WRITTEN REQUEST => Return each line of the records below that contains the string "sign", treating the match as case-sensitive.

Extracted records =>
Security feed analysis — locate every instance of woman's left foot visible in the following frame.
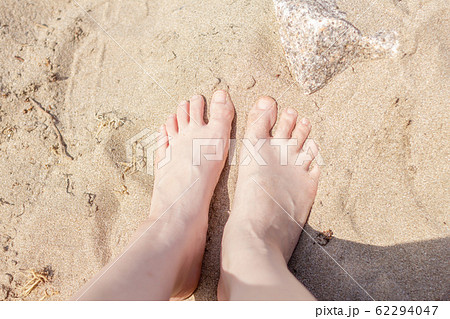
[150,91,234,299]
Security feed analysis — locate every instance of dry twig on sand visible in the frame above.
[28,98,73,160]
[20,268,59,301]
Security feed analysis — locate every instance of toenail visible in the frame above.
[286,108,297,115]
[212,91,227,104]
[256,98,275,110]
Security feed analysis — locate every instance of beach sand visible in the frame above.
[0,0,450,300]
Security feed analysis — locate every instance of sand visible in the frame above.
[0,0,450,300]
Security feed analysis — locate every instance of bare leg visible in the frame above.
[74,91,234,300]
[218,97,319,300]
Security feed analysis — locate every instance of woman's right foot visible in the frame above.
[218,97,319,300]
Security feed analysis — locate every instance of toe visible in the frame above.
[189,95,205,125]
[177,101,189,130]
[209,90,234,129]
[245,96,277,138]
[292,118,311,149]
[166,114,178,137]
[273,108,297,138]
[155,125,169,163]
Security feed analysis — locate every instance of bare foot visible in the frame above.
[150,91,234,299]
[218,97,319,300]
[73,91,234,300]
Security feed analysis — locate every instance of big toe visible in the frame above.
[245,96,277,138]
[209,90,234,129]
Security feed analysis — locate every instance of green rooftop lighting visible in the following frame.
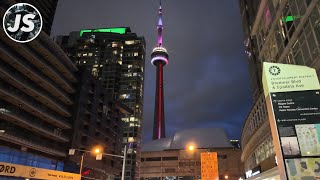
[80,28,126,36]
[282,16,302,22]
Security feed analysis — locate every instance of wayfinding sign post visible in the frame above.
[263,63,320,180]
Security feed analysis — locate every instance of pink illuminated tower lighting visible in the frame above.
[151,0,169,140]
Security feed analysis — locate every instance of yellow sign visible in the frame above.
[262,62,320,97]
[201,152,219,180]
[0,162,80,180]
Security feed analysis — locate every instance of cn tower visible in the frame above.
[151,0,169,140]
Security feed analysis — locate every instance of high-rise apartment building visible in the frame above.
[56,27,145,179]
[0,0,58,35]
[240,0,320,179]
[0,0,77,176]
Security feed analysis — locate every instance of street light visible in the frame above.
[188,145,194,151]
[187,144,197,179]
[69,145,127,180]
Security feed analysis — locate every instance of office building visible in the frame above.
[140,128,243,180]
[240,0,320,179]
[0,0,77,177]
[56,27,145,179]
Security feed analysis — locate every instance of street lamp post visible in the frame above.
[69,145,127,180]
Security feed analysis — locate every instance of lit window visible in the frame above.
[122,118,129,122]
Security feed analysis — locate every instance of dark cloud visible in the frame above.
[53,0,250,141]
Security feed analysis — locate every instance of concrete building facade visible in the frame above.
[140,128,243,180]
[56,27,145,179]
[0,0,77,176]
[240,0,320,179]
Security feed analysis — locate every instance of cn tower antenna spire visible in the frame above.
[151,0,169,140]
[157,0,163,47]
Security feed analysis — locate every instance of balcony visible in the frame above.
[11,41,75,93]
[0,82,71,129]
[0,129,67,157]
[0,101,69,142]
[0,61,71,117]
[30,33,77,82]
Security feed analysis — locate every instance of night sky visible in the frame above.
[52,0,251,142]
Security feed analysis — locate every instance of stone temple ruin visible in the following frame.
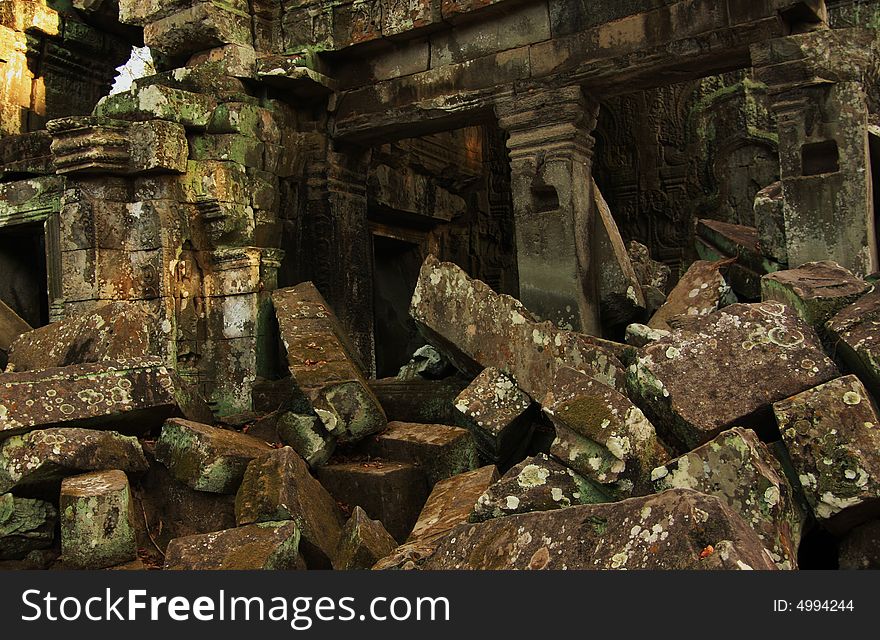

ANSWER FOR THE TASK =>
Security feed analysis — locate every instance of wayfinding sign post visible in the frame above.
Security feed analysis — locate every instance of yellow sign visible in the frame above.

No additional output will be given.